Written request -> Output the data word for word, dropping every image.

Information given ->
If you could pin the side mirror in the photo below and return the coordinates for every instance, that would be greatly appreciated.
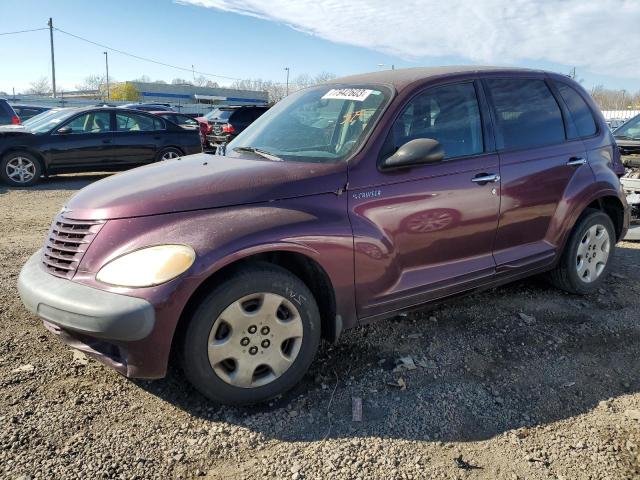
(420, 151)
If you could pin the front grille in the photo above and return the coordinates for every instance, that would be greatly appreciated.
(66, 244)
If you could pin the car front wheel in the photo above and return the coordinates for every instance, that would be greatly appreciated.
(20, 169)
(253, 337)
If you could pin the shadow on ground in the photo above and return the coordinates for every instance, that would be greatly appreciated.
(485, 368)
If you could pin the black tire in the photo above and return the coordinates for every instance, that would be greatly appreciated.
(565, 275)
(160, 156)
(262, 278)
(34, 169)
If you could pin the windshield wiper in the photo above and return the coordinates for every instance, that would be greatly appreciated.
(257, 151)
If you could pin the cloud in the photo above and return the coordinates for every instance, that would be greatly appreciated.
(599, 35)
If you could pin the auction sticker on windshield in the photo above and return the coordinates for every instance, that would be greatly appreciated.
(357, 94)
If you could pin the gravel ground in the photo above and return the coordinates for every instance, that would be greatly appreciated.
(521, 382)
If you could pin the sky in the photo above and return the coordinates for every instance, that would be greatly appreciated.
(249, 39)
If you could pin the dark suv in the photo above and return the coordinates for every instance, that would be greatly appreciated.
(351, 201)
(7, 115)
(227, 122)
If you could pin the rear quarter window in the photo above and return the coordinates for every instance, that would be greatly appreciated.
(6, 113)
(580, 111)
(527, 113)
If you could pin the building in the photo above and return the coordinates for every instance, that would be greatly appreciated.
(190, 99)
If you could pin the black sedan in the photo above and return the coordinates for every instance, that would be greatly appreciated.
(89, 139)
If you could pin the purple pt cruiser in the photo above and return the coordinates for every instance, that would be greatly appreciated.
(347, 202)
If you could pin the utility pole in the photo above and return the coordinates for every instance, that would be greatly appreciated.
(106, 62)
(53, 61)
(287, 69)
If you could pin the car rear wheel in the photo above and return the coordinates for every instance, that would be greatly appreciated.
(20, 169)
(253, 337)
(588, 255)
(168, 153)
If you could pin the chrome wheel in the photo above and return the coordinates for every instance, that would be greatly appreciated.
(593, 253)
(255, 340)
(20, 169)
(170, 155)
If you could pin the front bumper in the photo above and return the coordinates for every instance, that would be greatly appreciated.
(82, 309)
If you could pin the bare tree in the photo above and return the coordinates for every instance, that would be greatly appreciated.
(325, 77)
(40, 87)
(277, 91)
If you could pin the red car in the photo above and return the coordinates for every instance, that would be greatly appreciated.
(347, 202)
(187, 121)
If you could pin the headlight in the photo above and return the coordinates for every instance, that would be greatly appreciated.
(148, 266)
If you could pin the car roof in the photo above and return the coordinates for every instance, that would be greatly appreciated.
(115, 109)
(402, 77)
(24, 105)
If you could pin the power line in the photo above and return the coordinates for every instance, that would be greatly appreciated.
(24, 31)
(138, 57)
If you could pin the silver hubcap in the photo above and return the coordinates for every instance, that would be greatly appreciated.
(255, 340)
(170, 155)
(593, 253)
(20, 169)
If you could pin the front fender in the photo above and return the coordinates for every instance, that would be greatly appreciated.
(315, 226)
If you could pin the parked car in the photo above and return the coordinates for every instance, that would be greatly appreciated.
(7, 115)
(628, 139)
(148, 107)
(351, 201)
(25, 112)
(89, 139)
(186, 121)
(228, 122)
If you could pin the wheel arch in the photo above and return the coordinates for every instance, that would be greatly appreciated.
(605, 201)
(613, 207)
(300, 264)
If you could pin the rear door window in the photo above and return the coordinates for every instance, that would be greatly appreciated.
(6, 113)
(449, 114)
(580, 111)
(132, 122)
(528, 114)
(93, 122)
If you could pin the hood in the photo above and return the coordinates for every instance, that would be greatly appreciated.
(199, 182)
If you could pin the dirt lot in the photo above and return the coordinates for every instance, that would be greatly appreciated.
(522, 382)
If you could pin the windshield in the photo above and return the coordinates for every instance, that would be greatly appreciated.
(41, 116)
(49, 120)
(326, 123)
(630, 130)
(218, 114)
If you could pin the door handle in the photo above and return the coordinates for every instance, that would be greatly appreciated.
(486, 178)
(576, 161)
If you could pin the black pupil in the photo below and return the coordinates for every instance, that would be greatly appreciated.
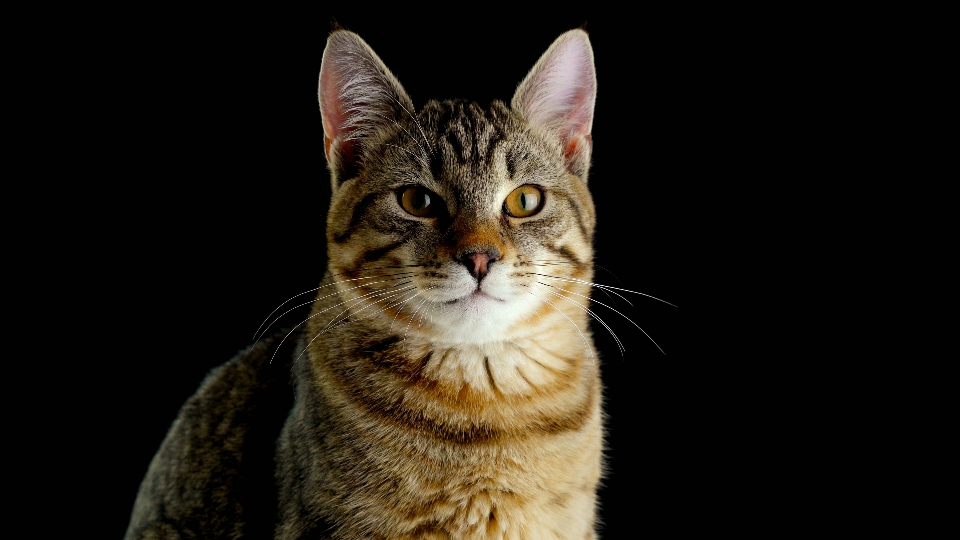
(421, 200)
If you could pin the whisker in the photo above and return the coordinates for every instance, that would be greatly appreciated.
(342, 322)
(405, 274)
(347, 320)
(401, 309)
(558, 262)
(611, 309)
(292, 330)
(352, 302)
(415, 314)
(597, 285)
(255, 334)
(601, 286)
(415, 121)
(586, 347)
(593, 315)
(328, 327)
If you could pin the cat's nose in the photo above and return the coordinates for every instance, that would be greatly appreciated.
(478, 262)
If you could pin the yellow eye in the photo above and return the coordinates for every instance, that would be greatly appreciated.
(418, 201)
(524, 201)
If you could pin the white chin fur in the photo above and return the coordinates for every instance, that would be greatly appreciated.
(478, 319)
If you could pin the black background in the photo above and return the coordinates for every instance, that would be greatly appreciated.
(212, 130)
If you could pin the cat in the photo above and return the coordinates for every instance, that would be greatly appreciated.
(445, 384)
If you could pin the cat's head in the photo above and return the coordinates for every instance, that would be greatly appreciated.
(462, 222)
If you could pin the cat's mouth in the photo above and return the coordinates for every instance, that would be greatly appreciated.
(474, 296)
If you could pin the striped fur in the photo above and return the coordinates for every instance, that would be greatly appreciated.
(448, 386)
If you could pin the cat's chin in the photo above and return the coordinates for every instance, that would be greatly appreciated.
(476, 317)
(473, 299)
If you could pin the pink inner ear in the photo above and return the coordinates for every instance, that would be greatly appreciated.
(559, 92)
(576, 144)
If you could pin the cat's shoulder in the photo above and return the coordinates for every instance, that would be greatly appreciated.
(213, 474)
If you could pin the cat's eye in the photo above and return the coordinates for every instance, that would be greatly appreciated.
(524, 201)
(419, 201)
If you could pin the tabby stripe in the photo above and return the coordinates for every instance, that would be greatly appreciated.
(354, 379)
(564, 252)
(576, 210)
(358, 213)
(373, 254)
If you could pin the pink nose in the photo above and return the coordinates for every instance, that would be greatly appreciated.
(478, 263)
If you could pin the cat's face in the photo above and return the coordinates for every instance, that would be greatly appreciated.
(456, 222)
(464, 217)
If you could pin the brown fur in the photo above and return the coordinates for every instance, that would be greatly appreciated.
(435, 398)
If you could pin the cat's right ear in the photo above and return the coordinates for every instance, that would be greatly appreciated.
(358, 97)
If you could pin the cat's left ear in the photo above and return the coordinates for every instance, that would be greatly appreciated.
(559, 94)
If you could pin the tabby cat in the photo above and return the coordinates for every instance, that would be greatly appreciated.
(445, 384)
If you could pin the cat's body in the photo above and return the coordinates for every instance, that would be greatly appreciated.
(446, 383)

Written answer ->
If you could pin the side mirror in the photo below and return the coordinates for every instance, that would be greatly appreciated.
(420, 151)
If you could pin the front grille in the photo above and return the coordinates for every instance, that would be greatly appreciated.
(66, 244)
If you could pin the car front wheel in the photo above and return the coordinates for every instance, that would be greatly appreciated.
(20, 169)
(253, 337)
If you could pin the shadow on ground in the photo above and return the coordinates for every instance, that would be greatly appreciated.
(485, 368)
If you could pin the black tire in the photo above and return the coordinates for every instance, that would be greatly appreciated.
(565, 275)
(160, 156)
(262, 278)
(34, 169)
If you could pin the windshield wiper in the photo above and return the coordinates for every instance, that would be greatly appreciated.
(257, 151)
If you could pin the cloud in the photo above and return the coordinates for every instance, that would be greatly appreciated.
(599, 35)
If you could pin the auction sticker on windshield in the photo above and return the coordinates for every instance, that would be greatly appreciated.
(357, 94)
If you could pin the gravel ground in the photo above and return the coordinates for every instance, that would be greatly appreciated.
(521, 382)
If you could pin the sky in the photo above and return the coordinates for every instance, that would be greatly appreciated.
(249, 39)
If you could pin the dark suv in the photo above and return the coordinates for every instance, that would be greatly appreciated.
(351, 201)
(7, 115)
(227, 122)
If you could pin the rear quarter window in the photo above and return the coordinates for every instance, that would be greatly appreciated.
(6, 113)
(580, 111)
(527, 113)
If you could pin the building in the photo above and return the coordinates for every instance, that would be greatly appreciated.
(190, 99)
If you could pin the black sedan in the photo above and return the coordinates for every instance, that would be greatly appreciated.
(89, 139)
If you could pin the purple pt cruiser in the photo above and return the coordinates for every instance, that would be greatly appreciated.
(347, 202)
If you could pin the utility pole in the photo above and return the coordinates for every instance, that would be greatly appreciated.
(106, 62)
(53, 61)
(287, 69)
If you could pin the car rear wheel in the photo above and return the coordinates for every instance, that would be greatly appreciated.
(20, 169)
(253, 337)
(588, 255)
(168, 153)
If you could pin the chrome wheel in the photo above and return the coordinates for every instance, that would be greatly appreciated.
(593, 253)
(255, 340)
(20, 169)
(170, 155)
If you could pin the front bumper in the photo above and return the coordinates for every instance, that would be greatly appreciated.
(82, 309)
If you could pin the bare tree in the photo above and return the coordinates for every instance, that would be greatly appreciated.
(325, 77)
(40, 87)
(277, 91)
If you could pin the red car in the photo above and return the coordinates for every instance, that would be greatly appreciated.
(347, 202)
(187, 121)
If you could pin the headlight in the photo above and return the coordinates for every instance, that would be greatly appreciated.
(148, 266)
If you could pin the car roof in the photo above and return the coordinates for every instance, that would be greatly appreciated.
(115, 109)
(402, 77)
(24, 105)
If you could pin the power line in the photo above and return the coordinates for every instance, that would be greatly appreciated.
(24, 31)
(138, 57)
If you could pin the silver hubcap in the photo above and return the coordinates for every instance, that would be greatly appreciated.
(255, 340)
(170, 155)
(593, 253)
(20, 169)
If you could pin the front fender in the photo above and return the coordinates for every instance, that would be greatly appreciated.
(315, 226)
If you could pin the parked car in the photo above and return the coordinates for every instance, that would be greatly appreciated.
(7, 115)
(628, 139)
(148, 107)
(351, 201)
(25, 112)
(89, 139)
(186, 121)
(228, 122)
If you could pin the wheel arch in the photo above and return the coordinates for every instance, that would be greatly appreciated.
(605, 201)
(613, 207)
(300, 264)
If you could pin the rear door window in the photo above and return the coordinates for every instance, that would be greatly appreciated.
(6, 113)
(449, 114)
(580, 111)
(132, 122)
(528, 114)
(93, 122)
If you could pin the hood in the photo above and return the coordinates for every instance, that would be greatly appreciated.
(199, 182)
If you could pin the dirt lot in the photo above and return the coordinates for every instance, that would be greatly appreciated.
(522, 382)
If you could pin the windshield in the photo above and return the coordinates for every instance, that would be greatly appreciated.
(41, 116)
(49, 120)
(326, 123)
(630, 130)
(218, 114)
If you could pin the door handle in the photo above and return the coordinates for every instance, that would be greatly appreciated.
(486, 178)
(576, 161)
If you could pin the black pupil in the photo below and return the coordinates for every instance, that would be greatly appreciated.
(421, 200)
If you could pin the whisker in the photo above and return the coordinates for every instance, that would be greatly appreciated.
(342, 322)
(405, 274)
(347, 320)
(401, 309)
(558, 262)
(611, 309)
(292, 330)
(352, 302)
(415, 314)
(597, 285)
(255, 334)
(601, 286)
(415, 121)
(586, 347)
(593, 315)
(328, 327)
If you could pin the cat's nose in the photo above and return the coordinates for every instance, that would be greatly appreciated.
(478, 262)
If you could pin the yellow eye in the photo above and return the coordinates for every instance, that would be greatly appreciated.
(418, 201)
(524, 201)
If you could pin the white chin fur in the photo above and return the coordinates for every instance, that would be greatly appreciated.
(478, 319)
If you could pin the black background in the photo above and return the coordinates for every instance, that would be greatly appreciated.
(212, 130)
If you could pin the cat in the photo above and return the coordinates for every instance, that would be greatly appreciated.
(445, 384)
If you could pin the cat's head in the photo above and return the coordinates for every instance, that would be greatly appreciated.
(462, 222)
If you could pin the cat's mouth in the photo above and return the coordinates for every instance, that would be greatly appreciated.
(474, 296)
If you could pin the striped fur in the photo above and return the coordinates for every instance, that would be greatly appreciated.
(448, 386)
If you could pin the cat's chin in the photo above and return the coordinates for every instance, that would be greatly appreciated.
(476, 317)
(473, 299)
If you could pin the pink inner ear in the photo above and return the coordinates for every instance, that would be greatly appreciated.
(559, 92)
(576, 144)
If you could pin the cat's shoulder in the photo above and return the coordinates for every instance, that would be greatly appreciated.
(213, 474)
If you could pin the cat's eye in the photo above and return the coordinates for every instance, that would be greatly appreciated.
(524, 201)
(419, 201)
If you could pin the tabby stripe in the photo above and return the coordinates for every instance, that would be greatly appreciated.
(354, 379)
(564, 252)
(576, 210)
(358, 213)
(373, 254)
If you could pin the pink nose in the photo above and return the coordinates for every instance, that would be greatly appreciated.
(478, 263)
If you could pin the cat's face in the photo above and return the coordinates for every instance, that would be greatly appreciated.
(456, 222)
(464, 217)
If you could pin the brown fur in the photo above and return the coordinates for every instance, that would be greatly appreciated.
(435, 398)
If you could pin the cat's right ear in the photo above and return the coordinates for every instance, that would be greatly appreciated.
(358, 97)
If you could pin the cat's left ear in the photo above and return the coordinates for every instance, that would be greatly appreciated.
(559, 94)
If you could pin the tabby cat in the photo above and return the coordinates for every instance, that would be greatly appreciated.
(445, 384)
If you could pin the cat's body in the photo above and return the coordinates for every instance, that would be greatly appreciated.
(446, 383)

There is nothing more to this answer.